PAGE TEXT:
————

A 54-year-old man who police say screamed at them and attempted to bite an officer’s arm in a standoff on the 26th floor of a Lakeview apartment building died Thursday after police used a Taser stun gun to subdue him.
The medical examiner’s office had not reported a cause of death late Thursday, and police would not provide the man’s name pending notification of his family.
Earlier this week, a 14-year-old ward of the state went into cardiac arrest after a Chicago police sergeant shot him with a stun gun. The boy was taken off a ventilator Wednesday and is recovering.
After Thursday’s incident, Police Supt. Philip Cline called for a temporary halt to plans to buy 200 more Tasers. He said, however, he would not discontinue the use of the 200 Tasers the department has now.
“These two incidents have happened very close to each other and prompted me to ask questions” Cline said. “We are asking everyone to avoid drawing any immediate conclusions or snap judgments.”
Even with the cause of the man’s death Thursday not known, these two incidents thrust Chicago police into the national debate over the use of Taser stun guns, currently used in some 6,000 police agencies. From coast to coast, there have been incidents in which people have died after being shocked by a stun gun, but medical examiners have rarely cited the Taser as a cause of death.
In a November report, Amnesty International said it found 74 Taser-related deaths since 2001 and concluded the devices were “contributing to widespread human rights abuses.”
In the latest Chicago Taser case, police said the 54-year-old man on Thursday refused to leave the hallway on the 26th floor of an apartment building in the 300 block of West Wellington Avenue in Lakeview. He had apparently been invited up to the apartment of two men who were later in police custody but had not been charged.
The 54-year-old man had served four years in prison on drug charges, police said.
Belmont Area Police Cmdr. Michael Chasen said the man began threatening officers’ lives, saying, “If you come near me, I will give you HIV.”
An officer handcuffed one of the man’s wrists, but the man then started swinging the handcuffs at the officers, Chasen said.

————

[Stored data entries]

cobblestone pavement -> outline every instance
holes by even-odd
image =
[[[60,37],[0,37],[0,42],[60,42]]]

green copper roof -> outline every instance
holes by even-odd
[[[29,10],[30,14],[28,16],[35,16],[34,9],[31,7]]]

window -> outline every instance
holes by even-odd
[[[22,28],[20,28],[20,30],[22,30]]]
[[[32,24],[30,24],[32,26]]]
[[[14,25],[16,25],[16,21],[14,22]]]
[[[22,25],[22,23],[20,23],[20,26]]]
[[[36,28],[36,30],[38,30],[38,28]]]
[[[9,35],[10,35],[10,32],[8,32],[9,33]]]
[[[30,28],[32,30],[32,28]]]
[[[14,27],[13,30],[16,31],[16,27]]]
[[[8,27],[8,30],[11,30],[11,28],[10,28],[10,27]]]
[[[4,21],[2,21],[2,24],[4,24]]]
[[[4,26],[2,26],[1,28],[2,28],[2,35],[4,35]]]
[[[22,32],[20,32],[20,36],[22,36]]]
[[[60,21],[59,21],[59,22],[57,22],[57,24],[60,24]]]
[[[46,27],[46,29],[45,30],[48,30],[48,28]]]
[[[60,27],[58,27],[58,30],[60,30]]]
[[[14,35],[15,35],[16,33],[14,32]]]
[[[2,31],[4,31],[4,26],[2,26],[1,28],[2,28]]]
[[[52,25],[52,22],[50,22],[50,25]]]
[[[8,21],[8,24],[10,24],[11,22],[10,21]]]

————

EXERCISES:
1. Reproduce the passage of the article on the Chicago police Taser incidents from "In a November" up to and including "officers, Chasen said.".
2. Translate this sentence from the article on the Chicago police Taser incidents into Spanish: "The 54-year-old man had served four years in prison on drug charges, police said."
3. According to the article on the Chicago police Taser incidents, how many Taser-related deaths since 2001 did Amnesty International say it found in its November report?
These stored data entries play no role here.

SOLUTIONS FOR EACH TASK:
1.
In a November report, Amnesty International said it found 74 Taser-related deaths since 2001 and concluded the devices were “contributing to widespread human rights abuses.”
In the latest Chicago Taser case, police said the 54-year-old man on Thursday refused to leave the hallway on the 26th floor of an apartment building in the 300 block of West Wellington Avenue in Lakeview. He had apparently been invited up to the apartment of two men who were later in police custody but had not been charged.
The 54-year-old man had served four years in prison on drug charges, police said.
Belmont Area Police Cmdr. Michael Chasen said the man began threatening officers’ lives, saying, “If you come near me, I will give you HIV.”
An officer handcuffed one of the man’s wrists, but the man then started swinging the handcuffs at the officers, Chasen said.

2. El hombre de 54 años había cumplido cuatro años de prisión por cargos de drogas, dijo la policía.

3. 74 Taser-related deaths.